**REQUIRED TASKS**.
1) Set down word for word the part of the transcript on market trends that opens with the words containing "And what really" and closes with "is a trend.".
2) Take the transcript on market trends further, picking up right after its final line.

**SOURCE PASSAGE**.
--------------------------------------------------

The movement of money how you're betting on money crypto is an example, and how blockchain is revolutionizing kinda the financial industry and tokenizing, and securitized, tokenizing everything. That's a trend that you can play. What I think fewer people look on is when a trend gets extrapolated.

So not to get all math nerdy on it, but a second derivative move happens. 

Joshua Wilson: Yeah. 

Peter Wright: And it either accelerates or decelerates. What I really enjoy looking at is making a call right then and there. Is it gonna mean revert to trend? Or is this a trend change? And so a really good example of this coming from a semiconductor guy is Nvidia.

So if you look at Nvidia, this is a case study on a growth story. If you look at X 86 processors and Intel's dominance, it moved to parallel processing on the graphic and processor side, TP side. And the question was, how big was that gonna happen? It was big, and it existed for over a decade before NVIDIA's real story happened.

And what really happened underlying that story, was an extrapolation of growth so that cadence of Moore's law accelerated on the GPU side. As soon as that happened, there was a change in growth curve, and there was a technological reason that you could look at and say it's different this time.

This is not gonna mean revert. This is gonna be a new trend. So when you can identify that and build a lot of confidence in it, you can make a big bet. And then analyze the ecosystem behind it. So that's a good example of a stock that and a story that you know is what we look at, which is a trend.

Trend is your friend pick something that's got positive momentum behind it. But then, after that, that's, that the market's pretty efficient. You might make a little more money on that if you're a growth investor, but where you really make outsized money is when there's a move off of that trend in either direction and you're making a call for it to either mean, revert, or break to a new trend.

And that's where real alpha is generated. 

Joshua Wilson: Oh, I like that. I think we should dig into that, right? That's where real alpha on that second derivative of the bell curve, right? Like I, I forget, was it the book Outliers that kind of talked about the growth trends? So it might've been that, forgive me if I'm off, so we see it, we see a spike and we're like, oh, this is interesting.

And we, like we saw that with Bitcoin, right? The spike and then everybody's, oh, it was just a trend, but then boom, that second one was even bigger than that first. Right now we're seeing a, maybe a correction or who knows, who cares, right? But like the. How do you know when it's gonna go up or if it's gonna be the pet rock and drop?

Because you can make money in either of those kind of like changes shifts. But how do you go, I think this is gonna go up. I think this is gonna go to the next level of the mountains, which you name all of your SPACs In terms of mountains and stuff we get into that. But what, how do you look at it where this one may go up next?

--------------------------------------------------

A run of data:
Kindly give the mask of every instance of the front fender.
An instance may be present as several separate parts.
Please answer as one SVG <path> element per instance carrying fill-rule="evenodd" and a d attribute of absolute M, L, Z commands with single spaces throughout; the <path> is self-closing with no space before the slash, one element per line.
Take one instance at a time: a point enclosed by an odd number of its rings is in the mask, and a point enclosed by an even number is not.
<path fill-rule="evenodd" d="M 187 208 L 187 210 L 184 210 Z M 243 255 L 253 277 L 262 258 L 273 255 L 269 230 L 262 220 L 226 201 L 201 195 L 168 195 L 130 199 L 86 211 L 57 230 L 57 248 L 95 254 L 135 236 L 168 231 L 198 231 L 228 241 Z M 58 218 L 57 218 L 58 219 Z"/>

--------------------------------------------------

**RESULTS OF THE EXERCISE**.
1)
And what really happened underlying that story, was an extrapolation of growth so that cadence of Moore's law accelerated on the GPU side. As soon as that happened, there was a change in growth curve, and there was a technological reason that you could look at and say it's different this time.

This is not gonna mean revert. This is gonna be a new trend. So when you can identify that and build a lot of confidence in it, you can make a big bet. And then analyze the ecosystem behind it. So that's a good example of a stock that and a story that you know is what we look at, which is a trend.

2)
Peter Wright: There's gotta be a fundamental reason. You know what we really try and do. Is get away from the sentimental feeling of it. It's like technical analysis. These guys are sentiment guys. People think I look at a chart and you read the sentiment. Is it positive or negative? A good technical analyst.

Never is really predicting off of an event to come of how it is. What they do is they just tell you what the chart already has. Backwards looking, they're looking at the facts of where the chart is to today, and then extrapolating from there. A good example is a technician gonna tell you directionally how to play an earnings call.

Palantir is reporting on Monday, should I buy the stock? Technical analysts tell me, technical analyst is gonna be able to say, I think it's gonna be a 10% move in either direction. And this is the chart and here's the odds you know of it. But after it makes that move, that's where technical analysis is very valuable.

Is that trend sustainable? Is that trend properly extrapolated from what you should expect on that type of move? And that's the same way we look at fundamentals is, is the move proportionate to the news. The market is very efficient in the long run and very inefficient in the short run.

And alpha is generated on understanding that delta, so short term moves and short term is depending on your trading cadence, different for everybody. But the short term moves are really where Alpha's generated the long-term trend. If you look at fundamentals and you look at stock price, it's right on top of each other.

The same name over the long run is gonna trade at roughly the same multiple of fundamentals. Yeah. Yeah that's the fun part for me. 

Joshua Wilson: Talk to us about in your journey when you went from, Hey, I have no money. I'm doing this for other people, to the first time you were truly validated financially, and you go, oh man, I have to play a different game now.

Now it's house money that I'm starting to make these, these wagers with. 

Peter Wright: I, probably the most interesting journey that I've had on my own investing side has been and part of it is the market. I hate to say it right now, with, where I believe we are. But I used to like to play small caps and say, Hey look, it is an inefficient market and some of these small caps can be really exciting and I can get an information advantage over everyone else.

Part of it is, and this is a whole nother thesis I have, we're living in the second guilded age. We might not admit it yet, but we live in the second guilded age monopolies rule. Large cap companies, the mega cap companies, have a lower cost of capital and can just make an unbelievable number of mistakes and still outperform and consolidate, share and leadership in their space.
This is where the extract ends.